§ **Supplied text**:
||The Conservatives have promised to raise the Stamp Duty threshold to £250,000. What will the percentage rates be above this threshold? Will those that have to pay Stamp Duty have to pay more as a result of the raised threshold?
|Date Issue Raised:
||25 Apr 2005
||Thank you for the email.
This is the Press Notice which the Party put out last week. The reduction in Stamp Duty is funded by savings identified in the James review - not by an increase in duty above the proposed threshold.
Best wishes, George Young
A £1 billion plan to help Britain's homebuyers and businesses, by raising the threshold for stamp duty to £250,000, has been unveiled by the Conservatives.
The dramatic move, which will exempt the vast majority of first time buyers from paying the levy on house purchase deals, completes the party's £4 billion package of tax cuts to be introduced in the first Conservative Budget, which has been designed to ease the pressure on millions of people hit hard by scores of stealth levy rises imposed during eight years of Labour government.

§ **Records supplied**:
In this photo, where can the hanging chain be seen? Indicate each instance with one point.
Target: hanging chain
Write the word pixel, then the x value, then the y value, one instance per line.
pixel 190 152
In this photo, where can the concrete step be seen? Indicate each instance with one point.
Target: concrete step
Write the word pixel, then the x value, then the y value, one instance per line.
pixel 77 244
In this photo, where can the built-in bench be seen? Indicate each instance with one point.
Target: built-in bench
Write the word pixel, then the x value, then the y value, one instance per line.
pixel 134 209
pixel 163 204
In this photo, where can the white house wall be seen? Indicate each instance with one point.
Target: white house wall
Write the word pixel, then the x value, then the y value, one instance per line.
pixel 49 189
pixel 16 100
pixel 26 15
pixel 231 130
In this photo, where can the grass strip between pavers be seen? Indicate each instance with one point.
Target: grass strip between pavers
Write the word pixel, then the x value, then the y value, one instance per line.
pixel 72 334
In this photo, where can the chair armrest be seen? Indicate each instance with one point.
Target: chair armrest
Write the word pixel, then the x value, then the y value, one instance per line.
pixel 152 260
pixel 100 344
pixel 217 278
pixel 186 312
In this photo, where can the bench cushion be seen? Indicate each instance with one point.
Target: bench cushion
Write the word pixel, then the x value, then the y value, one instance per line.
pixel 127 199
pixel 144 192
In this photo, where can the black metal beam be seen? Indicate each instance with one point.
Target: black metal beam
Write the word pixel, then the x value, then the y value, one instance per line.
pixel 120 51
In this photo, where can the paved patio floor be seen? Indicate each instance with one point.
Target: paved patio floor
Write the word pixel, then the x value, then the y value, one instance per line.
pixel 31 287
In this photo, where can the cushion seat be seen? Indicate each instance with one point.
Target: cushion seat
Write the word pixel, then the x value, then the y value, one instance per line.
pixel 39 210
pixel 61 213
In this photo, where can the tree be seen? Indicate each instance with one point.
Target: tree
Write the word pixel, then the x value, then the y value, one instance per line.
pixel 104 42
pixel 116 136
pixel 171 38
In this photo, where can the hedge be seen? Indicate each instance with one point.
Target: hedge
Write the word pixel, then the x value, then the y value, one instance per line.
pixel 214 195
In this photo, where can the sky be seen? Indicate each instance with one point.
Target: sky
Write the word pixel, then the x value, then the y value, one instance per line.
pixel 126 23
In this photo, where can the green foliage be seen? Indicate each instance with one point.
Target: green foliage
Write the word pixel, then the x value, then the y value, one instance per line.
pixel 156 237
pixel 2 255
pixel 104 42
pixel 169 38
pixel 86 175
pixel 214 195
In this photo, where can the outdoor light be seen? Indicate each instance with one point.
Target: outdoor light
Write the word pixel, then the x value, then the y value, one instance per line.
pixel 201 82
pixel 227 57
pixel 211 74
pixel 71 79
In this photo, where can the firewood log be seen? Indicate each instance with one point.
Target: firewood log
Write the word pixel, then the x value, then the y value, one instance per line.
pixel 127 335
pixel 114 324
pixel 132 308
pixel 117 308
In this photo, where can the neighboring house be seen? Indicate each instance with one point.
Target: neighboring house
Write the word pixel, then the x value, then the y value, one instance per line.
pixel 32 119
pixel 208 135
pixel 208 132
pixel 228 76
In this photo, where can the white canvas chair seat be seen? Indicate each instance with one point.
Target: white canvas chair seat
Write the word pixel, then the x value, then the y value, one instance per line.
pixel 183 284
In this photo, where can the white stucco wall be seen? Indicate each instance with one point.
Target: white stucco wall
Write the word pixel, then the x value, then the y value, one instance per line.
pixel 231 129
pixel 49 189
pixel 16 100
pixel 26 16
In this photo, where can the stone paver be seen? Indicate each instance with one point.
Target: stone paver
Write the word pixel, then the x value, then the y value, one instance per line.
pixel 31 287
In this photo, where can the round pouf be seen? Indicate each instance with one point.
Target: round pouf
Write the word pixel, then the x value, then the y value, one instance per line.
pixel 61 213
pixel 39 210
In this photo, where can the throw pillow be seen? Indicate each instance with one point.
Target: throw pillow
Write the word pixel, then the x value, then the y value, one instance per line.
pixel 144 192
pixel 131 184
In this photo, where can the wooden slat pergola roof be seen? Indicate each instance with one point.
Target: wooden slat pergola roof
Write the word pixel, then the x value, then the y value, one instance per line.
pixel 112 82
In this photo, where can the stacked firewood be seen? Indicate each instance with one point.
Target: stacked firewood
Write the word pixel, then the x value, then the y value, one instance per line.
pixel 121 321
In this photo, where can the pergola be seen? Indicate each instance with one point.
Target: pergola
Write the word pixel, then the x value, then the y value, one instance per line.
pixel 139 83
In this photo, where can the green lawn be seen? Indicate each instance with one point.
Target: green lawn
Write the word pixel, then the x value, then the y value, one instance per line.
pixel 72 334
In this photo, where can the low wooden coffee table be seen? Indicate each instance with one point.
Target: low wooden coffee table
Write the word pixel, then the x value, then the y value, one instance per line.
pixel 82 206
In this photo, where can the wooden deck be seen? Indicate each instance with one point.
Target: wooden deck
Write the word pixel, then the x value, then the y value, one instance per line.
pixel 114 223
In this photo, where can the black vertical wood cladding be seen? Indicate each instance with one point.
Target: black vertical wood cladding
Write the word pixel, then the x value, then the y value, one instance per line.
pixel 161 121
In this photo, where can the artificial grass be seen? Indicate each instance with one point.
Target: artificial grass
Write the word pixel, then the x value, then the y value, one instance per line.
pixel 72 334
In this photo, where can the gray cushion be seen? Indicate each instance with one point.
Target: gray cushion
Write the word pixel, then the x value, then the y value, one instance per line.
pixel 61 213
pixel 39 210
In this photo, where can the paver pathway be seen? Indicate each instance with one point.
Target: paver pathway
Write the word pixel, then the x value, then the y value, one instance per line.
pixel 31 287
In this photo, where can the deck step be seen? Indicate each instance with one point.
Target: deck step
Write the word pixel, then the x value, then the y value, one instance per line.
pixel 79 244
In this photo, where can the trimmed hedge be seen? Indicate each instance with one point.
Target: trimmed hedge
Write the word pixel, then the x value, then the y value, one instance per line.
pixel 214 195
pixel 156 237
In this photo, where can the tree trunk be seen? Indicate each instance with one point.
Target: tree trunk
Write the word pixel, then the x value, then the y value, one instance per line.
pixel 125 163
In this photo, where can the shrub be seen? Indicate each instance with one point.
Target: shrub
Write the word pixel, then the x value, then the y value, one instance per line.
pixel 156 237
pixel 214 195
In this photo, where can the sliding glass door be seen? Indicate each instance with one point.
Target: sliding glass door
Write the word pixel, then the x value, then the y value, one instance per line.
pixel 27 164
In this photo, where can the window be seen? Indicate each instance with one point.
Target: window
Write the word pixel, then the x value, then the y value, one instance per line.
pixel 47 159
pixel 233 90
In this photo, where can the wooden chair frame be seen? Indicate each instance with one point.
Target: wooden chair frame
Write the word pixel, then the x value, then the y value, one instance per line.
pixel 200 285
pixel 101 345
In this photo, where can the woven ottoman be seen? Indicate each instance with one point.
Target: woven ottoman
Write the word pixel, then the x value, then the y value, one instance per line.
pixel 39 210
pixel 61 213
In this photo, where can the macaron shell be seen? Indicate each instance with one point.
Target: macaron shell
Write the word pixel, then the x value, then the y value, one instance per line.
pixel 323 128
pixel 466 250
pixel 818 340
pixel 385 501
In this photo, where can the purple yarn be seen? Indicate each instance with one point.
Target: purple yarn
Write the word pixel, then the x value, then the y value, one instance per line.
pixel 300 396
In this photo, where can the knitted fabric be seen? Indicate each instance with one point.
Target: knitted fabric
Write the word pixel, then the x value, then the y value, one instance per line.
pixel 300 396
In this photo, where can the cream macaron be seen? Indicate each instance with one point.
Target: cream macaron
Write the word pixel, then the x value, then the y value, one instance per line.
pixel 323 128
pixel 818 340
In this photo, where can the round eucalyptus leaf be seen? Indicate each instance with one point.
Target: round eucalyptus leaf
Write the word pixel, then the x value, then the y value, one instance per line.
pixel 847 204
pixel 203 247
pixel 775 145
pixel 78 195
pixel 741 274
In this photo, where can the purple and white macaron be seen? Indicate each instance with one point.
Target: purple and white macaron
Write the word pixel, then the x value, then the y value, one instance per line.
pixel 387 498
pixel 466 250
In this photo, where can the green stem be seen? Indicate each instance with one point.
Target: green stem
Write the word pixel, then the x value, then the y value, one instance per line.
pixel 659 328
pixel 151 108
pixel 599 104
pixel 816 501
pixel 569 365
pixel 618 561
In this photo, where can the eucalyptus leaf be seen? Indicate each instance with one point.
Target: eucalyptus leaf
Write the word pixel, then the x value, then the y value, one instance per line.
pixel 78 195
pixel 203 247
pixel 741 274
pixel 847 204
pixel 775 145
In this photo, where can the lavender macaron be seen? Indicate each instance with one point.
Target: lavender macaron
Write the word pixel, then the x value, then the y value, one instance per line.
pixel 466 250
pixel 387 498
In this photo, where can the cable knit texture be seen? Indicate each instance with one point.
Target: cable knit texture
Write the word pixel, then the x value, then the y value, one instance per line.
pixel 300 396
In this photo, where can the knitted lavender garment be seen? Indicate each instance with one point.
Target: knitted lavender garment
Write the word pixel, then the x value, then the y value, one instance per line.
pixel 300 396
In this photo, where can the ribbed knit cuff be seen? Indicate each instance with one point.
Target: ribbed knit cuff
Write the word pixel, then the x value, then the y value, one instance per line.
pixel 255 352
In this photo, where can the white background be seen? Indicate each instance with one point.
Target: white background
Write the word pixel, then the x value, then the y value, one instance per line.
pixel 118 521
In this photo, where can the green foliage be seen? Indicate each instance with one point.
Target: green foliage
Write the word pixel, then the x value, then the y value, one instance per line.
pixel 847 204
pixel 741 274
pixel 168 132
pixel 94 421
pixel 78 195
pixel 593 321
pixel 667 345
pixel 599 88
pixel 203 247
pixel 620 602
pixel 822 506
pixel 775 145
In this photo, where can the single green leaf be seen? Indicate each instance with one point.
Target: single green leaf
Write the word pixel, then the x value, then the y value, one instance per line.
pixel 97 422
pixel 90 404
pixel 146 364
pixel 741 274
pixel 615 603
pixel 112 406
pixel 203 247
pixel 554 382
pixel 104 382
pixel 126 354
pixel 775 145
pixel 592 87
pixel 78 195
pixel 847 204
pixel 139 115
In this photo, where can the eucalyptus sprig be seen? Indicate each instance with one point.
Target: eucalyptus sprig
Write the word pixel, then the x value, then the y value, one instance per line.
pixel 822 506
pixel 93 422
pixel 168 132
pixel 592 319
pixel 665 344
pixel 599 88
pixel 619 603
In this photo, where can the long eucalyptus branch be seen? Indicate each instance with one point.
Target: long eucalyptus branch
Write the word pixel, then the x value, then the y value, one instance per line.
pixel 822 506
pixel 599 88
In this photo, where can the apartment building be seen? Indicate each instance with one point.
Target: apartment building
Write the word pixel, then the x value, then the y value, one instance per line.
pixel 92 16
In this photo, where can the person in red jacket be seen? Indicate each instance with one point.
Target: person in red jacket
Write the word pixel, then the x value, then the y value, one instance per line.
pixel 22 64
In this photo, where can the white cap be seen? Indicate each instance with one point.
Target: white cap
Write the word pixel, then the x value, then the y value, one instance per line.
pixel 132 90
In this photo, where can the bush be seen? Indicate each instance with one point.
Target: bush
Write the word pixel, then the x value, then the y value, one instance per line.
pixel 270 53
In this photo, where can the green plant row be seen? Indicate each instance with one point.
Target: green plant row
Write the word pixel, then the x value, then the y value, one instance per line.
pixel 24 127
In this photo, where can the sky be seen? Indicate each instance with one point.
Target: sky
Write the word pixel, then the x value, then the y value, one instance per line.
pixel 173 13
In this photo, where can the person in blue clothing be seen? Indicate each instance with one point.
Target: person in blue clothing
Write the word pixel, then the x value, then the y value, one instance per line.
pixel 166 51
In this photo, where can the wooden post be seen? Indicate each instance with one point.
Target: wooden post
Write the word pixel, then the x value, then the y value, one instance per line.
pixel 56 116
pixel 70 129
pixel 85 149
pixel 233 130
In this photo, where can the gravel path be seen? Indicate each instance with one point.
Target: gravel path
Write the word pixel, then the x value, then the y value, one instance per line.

§ **Try it**: Print the part of the stamp duty text that opens with the words containing "This is the" and closes with "by the Conservatives.".

§ **Output of the task**:
This is the Press Notice which the Party put out last week. The reduction in Stamp Duty is funded by savings identified in the James review - not by an increase in duty above the proposed threshold.
Best wishes, George Young
A £1 billion plan to help Britain's homebuyers and businesses, by raising the threshold for stamp duty to £250,000, has been unveiled by the Conservatives.